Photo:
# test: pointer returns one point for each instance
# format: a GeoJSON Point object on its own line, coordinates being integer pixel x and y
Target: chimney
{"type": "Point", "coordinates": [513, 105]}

+ + + +

*WHAT IS NEEDED*
Please render the data above as a JSON list of strings, one string per line, leaving out any blank lines.

*THE OUTPUT*
[
  "Photo:",
  "# test: pointer returns one point for each instance",
  "# format: a GeoJSON Point object on its own line, coordinates being integer pixel x and y",
  "Target: chimney",
  "{\"type\": \"Point\", \"coordinates\": [513, 105]}"
]